__任务说明 a__:
找出条目中含有字符串“apartment”的每一行，并逐行照抄下来。

• 扩展——向量求导


    向量求导

    感谢

    [矩阵求导的本质与分子布局、分母布局的本质(矩阵求导——本质篇) - 知乎 (zhihu.com)](https://zhuanlan.zhihu.com/p/263777564#:~:text= 分子布局,就是分子是列向量形式,分母是行向量形式,如 式。 如果这里的 是 实向量函数 的话,结果就是,的矩阵了: 分母布局 ,就是分母是 列向量 形式,分子是 行向量 形式,如 式。)

    07 自动求导【动手学深度学习v2】_哔哩哔哩_bilibili

    梯度,指向值变化最大的方向,这里都是分子布局

    一 函数计算、求导与向量矩阵

    考虑一个函数

    \[\text{function(input)} \]

    针对\(\text{function}\)\(\text{input}\)的类型,我们可以将这个函数分类。

    1 \(\text{function}\)是一个标量

    我们称\(\text{function}\)是一个实值标量函数。用细体小写字母\(f\)表示

    1.1 \(\text{input}\)是一个标量

    我们称\(\text{function}\)的变元是标量,用细体小写字母\(x\)表示。

    计算:输入是标量(\((1,)\)),函数是一个实值标量函数,结果是一个值(标量)(\((1,)\)

    求导: 分母(函数值)是标量(\((1,)\)),分子是标量(\((1,)\)),结果是标量(\((1,)\)

__输入材料__:
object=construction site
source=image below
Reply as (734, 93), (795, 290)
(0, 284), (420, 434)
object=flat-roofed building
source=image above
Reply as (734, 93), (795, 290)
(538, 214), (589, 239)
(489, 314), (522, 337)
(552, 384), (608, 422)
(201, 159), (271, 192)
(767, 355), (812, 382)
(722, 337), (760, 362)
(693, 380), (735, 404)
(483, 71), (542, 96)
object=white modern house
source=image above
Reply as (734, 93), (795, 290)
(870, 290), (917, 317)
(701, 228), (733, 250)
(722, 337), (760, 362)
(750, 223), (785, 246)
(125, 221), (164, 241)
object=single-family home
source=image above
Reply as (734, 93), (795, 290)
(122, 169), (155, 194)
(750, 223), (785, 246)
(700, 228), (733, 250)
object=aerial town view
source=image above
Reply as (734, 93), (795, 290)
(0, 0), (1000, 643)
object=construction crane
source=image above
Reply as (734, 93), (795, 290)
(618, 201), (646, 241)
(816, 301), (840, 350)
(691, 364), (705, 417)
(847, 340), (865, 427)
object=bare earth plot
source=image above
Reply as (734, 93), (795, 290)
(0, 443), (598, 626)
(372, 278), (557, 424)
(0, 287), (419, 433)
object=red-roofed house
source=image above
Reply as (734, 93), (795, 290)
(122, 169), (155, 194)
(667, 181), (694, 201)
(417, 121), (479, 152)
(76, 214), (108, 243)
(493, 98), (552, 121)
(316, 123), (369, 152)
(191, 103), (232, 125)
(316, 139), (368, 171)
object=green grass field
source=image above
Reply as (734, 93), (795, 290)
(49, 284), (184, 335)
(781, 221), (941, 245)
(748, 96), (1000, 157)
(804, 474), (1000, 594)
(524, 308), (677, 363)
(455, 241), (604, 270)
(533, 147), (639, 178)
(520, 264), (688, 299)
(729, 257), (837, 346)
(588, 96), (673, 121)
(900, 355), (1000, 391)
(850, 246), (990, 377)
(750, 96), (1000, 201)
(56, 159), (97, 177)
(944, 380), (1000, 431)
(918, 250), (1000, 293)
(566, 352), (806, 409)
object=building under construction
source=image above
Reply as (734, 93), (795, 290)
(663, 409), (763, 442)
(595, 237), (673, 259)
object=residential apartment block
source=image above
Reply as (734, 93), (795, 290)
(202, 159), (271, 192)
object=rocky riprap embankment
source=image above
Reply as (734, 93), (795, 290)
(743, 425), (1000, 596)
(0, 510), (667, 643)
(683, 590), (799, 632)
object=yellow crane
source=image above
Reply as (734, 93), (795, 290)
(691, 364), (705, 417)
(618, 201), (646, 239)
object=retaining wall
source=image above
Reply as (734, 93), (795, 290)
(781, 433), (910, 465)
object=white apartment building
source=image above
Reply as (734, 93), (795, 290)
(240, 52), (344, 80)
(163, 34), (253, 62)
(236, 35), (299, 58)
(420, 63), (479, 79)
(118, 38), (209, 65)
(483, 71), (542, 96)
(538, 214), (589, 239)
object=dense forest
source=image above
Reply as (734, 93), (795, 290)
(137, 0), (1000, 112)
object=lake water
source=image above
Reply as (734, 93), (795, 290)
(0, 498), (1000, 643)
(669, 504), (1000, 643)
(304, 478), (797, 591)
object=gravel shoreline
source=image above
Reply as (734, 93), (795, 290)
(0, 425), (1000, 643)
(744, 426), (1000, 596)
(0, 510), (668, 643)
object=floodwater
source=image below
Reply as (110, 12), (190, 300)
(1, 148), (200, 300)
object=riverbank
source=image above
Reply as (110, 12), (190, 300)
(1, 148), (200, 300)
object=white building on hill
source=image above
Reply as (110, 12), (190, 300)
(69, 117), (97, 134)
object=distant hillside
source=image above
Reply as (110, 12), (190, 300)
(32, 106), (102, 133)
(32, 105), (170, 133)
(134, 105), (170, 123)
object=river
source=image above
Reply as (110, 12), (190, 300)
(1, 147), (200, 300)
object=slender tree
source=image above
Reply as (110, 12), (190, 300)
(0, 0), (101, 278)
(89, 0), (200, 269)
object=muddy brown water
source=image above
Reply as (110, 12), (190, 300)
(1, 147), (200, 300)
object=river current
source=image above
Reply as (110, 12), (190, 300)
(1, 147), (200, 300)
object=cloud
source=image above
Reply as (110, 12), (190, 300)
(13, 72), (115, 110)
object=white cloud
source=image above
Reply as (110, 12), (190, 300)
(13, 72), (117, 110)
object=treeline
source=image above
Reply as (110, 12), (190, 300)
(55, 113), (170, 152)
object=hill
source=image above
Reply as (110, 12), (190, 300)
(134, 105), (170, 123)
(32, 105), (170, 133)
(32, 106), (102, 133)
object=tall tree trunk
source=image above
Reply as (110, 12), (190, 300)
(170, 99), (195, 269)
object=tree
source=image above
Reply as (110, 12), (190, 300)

__任务说明 b__:
根据上面关于向量求导的节选段落，梯度指向什么方向？

__完整输出 a__:
object=residential apartment block
object=white apartment building

__完整输出 b__:
梯度指向值变化最大的方向。